## WHAT THE TASK ASKS
Starting at the line that contains "Target: house in background", output each line through the end of the data exactly, and nothing more.

(Stored items from a collection)
※ ※ ※

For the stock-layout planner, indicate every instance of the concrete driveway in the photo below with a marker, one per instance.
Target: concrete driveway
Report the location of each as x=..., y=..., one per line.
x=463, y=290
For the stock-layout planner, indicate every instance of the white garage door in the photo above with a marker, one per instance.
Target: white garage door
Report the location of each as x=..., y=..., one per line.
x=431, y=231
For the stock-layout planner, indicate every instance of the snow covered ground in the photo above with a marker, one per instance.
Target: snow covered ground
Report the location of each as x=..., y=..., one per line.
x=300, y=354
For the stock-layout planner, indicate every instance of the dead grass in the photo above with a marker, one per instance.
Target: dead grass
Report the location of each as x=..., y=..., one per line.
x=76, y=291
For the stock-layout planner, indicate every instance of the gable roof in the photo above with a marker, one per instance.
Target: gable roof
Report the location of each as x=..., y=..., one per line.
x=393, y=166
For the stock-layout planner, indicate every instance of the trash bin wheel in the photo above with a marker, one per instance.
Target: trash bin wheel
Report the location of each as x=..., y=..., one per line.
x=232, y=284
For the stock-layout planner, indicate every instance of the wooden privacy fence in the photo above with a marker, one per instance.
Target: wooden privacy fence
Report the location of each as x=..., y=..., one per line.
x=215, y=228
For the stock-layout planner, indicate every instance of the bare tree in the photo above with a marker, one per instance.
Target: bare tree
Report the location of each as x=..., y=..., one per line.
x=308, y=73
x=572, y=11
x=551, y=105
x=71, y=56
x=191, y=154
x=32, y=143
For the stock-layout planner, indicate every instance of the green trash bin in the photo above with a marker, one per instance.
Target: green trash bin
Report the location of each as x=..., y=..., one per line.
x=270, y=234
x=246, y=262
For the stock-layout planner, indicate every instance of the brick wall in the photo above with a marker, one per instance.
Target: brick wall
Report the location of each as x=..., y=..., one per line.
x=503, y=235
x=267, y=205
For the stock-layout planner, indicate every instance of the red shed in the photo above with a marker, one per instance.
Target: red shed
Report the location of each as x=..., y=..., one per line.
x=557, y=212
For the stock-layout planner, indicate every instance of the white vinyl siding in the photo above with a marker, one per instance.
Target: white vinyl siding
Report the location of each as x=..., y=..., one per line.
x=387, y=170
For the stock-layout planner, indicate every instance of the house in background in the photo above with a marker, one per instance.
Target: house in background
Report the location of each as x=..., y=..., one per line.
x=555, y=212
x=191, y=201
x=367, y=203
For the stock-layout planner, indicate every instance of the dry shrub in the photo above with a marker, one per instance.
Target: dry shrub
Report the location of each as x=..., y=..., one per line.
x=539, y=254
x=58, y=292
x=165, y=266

※ ※ ※

## OUTPUT
Target: house in background
Report the location of each as x=..., y=..., one per line.
x=555, y=212
x=191, y=201
x=367, y=203
For the stock-layout planner, indicate every instance of the dry shrub in the photo above with a marker, one per instance.
Target: dry shrub
Report the location of each as x=..., y=..., one per line.
x=539, y=254
x=58, y=292
x=165, y=266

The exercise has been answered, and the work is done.